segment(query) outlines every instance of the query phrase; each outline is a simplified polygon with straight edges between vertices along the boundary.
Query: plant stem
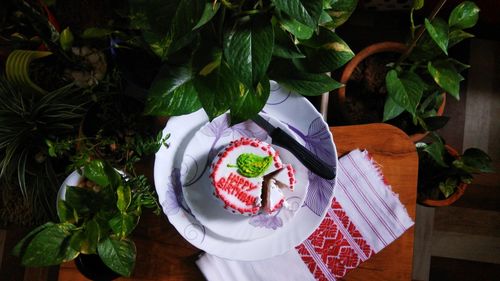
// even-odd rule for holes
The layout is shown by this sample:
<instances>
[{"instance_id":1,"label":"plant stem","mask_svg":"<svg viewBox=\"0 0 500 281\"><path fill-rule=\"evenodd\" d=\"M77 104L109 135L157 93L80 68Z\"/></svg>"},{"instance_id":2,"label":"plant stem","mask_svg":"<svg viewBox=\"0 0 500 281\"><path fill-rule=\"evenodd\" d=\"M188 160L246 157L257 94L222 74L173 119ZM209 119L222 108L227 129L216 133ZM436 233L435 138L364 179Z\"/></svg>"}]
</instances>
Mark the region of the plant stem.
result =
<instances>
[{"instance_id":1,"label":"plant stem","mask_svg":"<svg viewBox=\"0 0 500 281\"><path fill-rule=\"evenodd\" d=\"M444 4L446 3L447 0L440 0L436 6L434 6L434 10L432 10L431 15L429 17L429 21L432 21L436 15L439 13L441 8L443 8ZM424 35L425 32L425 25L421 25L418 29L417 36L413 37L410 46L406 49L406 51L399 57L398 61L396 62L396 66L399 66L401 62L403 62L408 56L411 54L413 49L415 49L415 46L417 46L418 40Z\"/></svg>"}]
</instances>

▸ THE PROBLEM
Which lines in the entries above contain the word "stem"? List each such line in full, and count only matches with the same uppercase and lowercase letters.

▸ RESULT OF THIS EXERCISE
Query: plant stem
[{"instance_id":1,"label":"plant stem","mask_svg":"<svg viewBox=\"0 0 500 281\"><path fill-rule=\"evenodd\" d=\"M77 104L109 135L157 93L80 68Z\"/></svg>"},{"instance_id":2,"label":"plant stem","mask_svg":"<svg viewBox=\"0 0 500 281\"><path fill-rule=\"evenodd\" d=\"M188 160L246 157L257 94L222 74L173 119ZM209 119L222 108L227 129L216 133ZM436 233L435 138L364 179Z\"/></svg>"}]
Mark the region of the plant stem.
[{"instance_id":1,"label":"plant stem","mask_svg":"<svg viewBox=\"0 0 500 281\"><path fill-rule=\"evenodd\" d=\"M444 4L446 3L447 0L440 0L436 6L434 6L434 10L432 10L431 15L429 17L429 21L432 21L436 15L439 13L441 8L443 8ZM424 35L425 32L425 25L421 25L418 29L417 36L413 37L410 46L406 49L406 51L399 57L398 61L396 62L396 66L399 66L401 62L403 62L408 56L411 54L413 49L415 49L415 46L417 46L418 40Z\"/></svg>"}]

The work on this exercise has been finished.